Frequently Asked Questions
The Grashof number Gr = g beta dT L^3 / nu^2 is the dimensionless ratio of buoyancy force (caused by density differences from temperature variation) to viscous force in free convection. Here g is gravity, beta is the fluid thermal-expansion coefficient (1/T for ideal gases), dT is the surface-to-ambient temperature difference, L is the characteristic length (plate height for a vertical plate), and nu is the kinematic viscosity. With the default values of this tool (dT = 75 K, L = 0.5 m, beta = 0.003 / K, nu = 1.6e-5 m^2 / s, air) the result is Gr about 1.08e9. If the Reynolds number is the characteristic number of forced convection, the Grashof number is its counterpart for free convection.
The Rayleigh number is defined as Ra = Gr Pr, that is the Grashof number multiplied by the Prandtl number Pr = nu / alpha (momentum diffusivity over thermal diffusivity). Ra is the combined ratio of buoyancy drive to damping by both viscosity and heat diffusion, and it is the genuine governing parameter for the onset and transition of natural convection. On a vertical plate the flow is laminar for Ra below 1e9 and turbulent for Ra at or above 1e9. With the tool defaults (air with Pr = 0.7) Ra is about 7.55e8, just inside the laminar regime, and a small increase in dT or L pushes the flow into the turbulent regime where the slope of Nu changes.

Dataset extract:
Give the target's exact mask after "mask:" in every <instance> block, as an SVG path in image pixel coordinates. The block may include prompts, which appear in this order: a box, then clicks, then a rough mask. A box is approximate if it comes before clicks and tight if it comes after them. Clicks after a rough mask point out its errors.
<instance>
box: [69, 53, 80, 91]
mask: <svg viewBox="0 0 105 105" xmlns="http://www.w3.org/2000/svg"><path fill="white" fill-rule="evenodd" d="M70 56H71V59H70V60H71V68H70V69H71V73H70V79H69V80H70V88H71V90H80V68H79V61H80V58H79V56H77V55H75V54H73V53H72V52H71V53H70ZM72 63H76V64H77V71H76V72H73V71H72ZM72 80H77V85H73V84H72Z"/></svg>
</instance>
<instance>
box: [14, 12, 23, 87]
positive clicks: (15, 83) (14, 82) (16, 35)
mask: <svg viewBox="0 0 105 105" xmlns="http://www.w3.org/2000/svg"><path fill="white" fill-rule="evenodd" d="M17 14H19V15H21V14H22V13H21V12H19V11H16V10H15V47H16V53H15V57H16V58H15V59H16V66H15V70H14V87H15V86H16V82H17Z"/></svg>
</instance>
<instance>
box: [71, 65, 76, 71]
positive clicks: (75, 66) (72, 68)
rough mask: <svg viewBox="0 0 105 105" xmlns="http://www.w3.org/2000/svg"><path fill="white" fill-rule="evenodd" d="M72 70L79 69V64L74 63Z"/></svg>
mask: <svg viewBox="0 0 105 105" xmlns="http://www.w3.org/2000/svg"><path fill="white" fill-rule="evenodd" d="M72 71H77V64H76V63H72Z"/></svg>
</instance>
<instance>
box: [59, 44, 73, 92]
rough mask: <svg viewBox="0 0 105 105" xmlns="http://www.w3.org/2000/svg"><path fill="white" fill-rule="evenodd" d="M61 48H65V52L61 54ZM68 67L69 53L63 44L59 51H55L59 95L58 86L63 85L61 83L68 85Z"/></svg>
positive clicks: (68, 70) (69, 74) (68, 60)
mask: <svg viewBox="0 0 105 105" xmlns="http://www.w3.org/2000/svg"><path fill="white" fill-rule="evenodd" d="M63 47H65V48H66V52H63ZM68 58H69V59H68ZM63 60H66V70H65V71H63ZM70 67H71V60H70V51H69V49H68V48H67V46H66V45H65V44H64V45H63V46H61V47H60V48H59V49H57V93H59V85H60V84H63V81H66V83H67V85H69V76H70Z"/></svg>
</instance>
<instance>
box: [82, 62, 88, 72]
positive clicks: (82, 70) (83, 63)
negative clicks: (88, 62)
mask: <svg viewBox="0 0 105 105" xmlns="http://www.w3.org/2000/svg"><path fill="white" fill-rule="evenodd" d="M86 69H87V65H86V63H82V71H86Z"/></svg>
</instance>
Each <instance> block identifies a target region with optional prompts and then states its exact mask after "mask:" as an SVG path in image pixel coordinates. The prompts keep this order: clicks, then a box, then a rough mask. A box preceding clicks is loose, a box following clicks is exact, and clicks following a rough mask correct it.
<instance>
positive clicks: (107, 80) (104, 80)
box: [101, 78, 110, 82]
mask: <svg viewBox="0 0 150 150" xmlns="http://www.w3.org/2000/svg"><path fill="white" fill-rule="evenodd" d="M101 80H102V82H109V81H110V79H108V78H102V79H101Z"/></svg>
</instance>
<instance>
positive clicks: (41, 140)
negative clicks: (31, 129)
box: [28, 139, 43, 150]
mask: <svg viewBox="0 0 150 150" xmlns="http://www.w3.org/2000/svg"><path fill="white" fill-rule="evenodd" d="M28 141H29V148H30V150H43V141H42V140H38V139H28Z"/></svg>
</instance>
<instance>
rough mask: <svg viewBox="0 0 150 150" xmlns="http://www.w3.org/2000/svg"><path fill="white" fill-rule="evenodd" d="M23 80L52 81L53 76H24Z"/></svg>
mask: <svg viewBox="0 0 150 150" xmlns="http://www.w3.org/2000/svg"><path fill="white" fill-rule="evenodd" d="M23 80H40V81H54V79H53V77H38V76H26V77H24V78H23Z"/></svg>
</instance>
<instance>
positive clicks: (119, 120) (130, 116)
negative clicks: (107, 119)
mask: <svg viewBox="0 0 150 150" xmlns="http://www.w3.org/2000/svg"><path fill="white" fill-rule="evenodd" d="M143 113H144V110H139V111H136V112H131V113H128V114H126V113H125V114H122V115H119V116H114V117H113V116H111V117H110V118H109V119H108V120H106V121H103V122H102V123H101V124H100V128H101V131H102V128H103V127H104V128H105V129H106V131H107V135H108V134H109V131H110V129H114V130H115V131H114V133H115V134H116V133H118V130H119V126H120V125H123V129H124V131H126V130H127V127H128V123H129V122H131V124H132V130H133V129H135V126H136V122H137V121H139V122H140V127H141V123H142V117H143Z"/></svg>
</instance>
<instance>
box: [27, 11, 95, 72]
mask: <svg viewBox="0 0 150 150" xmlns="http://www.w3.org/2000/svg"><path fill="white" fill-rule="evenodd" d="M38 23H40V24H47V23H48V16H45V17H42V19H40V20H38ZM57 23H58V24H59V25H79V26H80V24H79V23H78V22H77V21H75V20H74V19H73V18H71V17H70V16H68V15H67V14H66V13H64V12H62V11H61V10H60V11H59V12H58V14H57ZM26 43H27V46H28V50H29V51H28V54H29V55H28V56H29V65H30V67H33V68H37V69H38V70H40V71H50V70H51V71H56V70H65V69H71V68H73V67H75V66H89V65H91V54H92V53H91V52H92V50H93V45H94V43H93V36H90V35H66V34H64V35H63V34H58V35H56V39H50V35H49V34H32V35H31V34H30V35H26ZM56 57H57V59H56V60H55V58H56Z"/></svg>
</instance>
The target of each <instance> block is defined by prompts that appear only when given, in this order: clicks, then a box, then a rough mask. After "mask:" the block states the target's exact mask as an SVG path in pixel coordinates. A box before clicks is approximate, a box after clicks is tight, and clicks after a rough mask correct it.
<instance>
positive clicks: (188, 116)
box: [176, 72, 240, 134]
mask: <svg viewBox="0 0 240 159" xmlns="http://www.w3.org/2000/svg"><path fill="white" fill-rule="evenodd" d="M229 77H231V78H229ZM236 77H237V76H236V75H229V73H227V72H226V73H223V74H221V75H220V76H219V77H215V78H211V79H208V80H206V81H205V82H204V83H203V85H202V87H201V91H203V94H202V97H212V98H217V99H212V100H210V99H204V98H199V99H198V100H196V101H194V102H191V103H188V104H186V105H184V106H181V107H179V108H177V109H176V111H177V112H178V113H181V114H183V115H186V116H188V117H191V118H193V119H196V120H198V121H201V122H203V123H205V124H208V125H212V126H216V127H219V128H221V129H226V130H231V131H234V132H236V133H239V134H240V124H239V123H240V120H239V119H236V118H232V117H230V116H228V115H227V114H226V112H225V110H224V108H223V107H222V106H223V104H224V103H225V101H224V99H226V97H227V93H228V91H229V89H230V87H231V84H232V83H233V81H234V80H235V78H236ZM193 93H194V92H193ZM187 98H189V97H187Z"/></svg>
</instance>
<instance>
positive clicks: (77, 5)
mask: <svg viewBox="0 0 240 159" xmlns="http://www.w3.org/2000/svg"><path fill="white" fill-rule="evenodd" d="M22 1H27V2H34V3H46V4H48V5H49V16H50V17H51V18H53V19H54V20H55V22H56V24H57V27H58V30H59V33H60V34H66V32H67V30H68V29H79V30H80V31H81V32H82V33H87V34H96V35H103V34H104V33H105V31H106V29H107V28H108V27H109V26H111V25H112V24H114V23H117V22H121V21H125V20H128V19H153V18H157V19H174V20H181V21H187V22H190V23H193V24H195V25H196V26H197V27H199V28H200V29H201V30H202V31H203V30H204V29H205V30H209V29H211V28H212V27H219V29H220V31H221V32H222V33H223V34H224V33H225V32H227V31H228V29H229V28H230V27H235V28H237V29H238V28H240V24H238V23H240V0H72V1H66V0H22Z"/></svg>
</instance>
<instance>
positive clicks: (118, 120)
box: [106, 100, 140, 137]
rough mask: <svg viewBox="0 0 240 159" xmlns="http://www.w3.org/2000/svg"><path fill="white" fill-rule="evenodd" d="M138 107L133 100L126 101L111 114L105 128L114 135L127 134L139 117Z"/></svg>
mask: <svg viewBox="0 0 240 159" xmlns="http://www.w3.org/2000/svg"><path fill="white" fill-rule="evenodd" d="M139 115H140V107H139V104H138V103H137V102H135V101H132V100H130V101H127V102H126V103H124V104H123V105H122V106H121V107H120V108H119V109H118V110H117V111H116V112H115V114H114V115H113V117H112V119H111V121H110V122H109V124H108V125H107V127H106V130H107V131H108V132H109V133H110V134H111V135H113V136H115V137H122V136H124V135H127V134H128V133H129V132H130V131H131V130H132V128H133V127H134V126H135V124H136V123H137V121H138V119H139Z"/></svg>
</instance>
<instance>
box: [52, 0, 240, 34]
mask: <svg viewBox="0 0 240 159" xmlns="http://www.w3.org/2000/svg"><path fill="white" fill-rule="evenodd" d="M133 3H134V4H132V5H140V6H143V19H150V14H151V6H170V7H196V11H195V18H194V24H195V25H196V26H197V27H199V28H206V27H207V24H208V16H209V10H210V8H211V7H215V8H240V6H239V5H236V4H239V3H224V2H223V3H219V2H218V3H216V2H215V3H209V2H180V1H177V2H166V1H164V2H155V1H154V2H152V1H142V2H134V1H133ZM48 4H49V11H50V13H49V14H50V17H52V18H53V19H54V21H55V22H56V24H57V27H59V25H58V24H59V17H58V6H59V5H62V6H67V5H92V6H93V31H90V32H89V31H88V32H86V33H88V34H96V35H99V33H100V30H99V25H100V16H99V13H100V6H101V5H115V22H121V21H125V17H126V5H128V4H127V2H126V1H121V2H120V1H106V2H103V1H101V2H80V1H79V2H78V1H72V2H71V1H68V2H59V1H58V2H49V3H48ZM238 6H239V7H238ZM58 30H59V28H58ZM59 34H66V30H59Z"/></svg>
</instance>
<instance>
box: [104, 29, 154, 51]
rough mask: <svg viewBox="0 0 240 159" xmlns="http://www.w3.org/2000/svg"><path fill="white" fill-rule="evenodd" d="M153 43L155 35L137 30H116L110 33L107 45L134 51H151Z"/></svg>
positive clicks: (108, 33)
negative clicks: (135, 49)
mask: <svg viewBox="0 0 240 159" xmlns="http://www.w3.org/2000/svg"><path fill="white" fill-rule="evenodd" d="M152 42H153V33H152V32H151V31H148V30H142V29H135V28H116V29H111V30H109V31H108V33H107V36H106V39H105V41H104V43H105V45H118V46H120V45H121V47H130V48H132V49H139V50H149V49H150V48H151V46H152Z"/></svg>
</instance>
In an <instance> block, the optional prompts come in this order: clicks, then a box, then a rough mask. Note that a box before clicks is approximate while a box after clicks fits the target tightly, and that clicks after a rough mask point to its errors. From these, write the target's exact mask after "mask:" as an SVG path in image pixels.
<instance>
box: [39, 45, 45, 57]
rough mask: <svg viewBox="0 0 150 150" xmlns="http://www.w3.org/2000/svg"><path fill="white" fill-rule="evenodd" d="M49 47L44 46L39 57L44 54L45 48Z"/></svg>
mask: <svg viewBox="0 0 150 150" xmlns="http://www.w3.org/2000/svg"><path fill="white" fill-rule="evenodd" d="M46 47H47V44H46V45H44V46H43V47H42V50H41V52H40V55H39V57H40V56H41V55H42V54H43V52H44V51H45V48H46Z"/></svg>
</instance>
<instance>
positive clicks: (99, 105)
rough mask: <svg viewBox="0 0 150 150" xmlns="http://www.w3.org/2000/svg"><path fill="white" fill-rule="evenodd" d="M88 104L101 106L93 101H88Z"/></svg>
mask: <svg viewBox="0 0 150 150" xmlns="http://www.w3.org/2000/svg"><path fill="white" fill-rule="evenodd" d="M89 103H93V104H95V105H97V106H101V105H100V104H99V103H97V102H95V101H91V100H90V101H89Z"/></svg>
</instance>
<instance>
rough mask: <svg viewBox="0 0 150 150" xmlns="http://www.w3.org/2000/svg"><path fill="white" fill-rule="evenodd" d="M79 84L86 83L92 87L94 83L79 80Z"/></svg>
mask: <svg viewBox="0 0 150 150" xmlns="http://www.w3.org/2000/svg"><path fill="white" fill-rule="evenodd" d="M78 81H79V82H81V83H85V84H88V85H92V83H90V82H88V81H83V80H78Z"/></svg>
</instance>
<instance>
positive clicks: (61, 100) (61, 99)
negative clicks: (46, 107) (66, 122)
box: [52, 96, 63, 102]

Directive: Reproduce the passage of the Grashof number FAQ above from "The Rayleigh number" to "of Nu changes.".

Result for this task:
The Rayleigh number is defined as Ra = Gr Pr, that is the Grashof number multiplied by the Prandtl number Pr = nu / alpha (momentum diffusivity over thermal diffusivity). Ra is the combined ratio of buoyancy drive to damping by both viscosity and heat diffusion, and it is the genuine governing parameter for the onset and transition of natural convection. On a vertical plate the flow is laminar for Ra below 1e9 and turbulent for Ra at or above 1e9. With the tool defaults (air with Pr = 0.7) Ra is about 7.55e8, just inside the laminar regime, and a small increase in dT or L pushes the flow into the turbulent regime where the slope of Nu changes.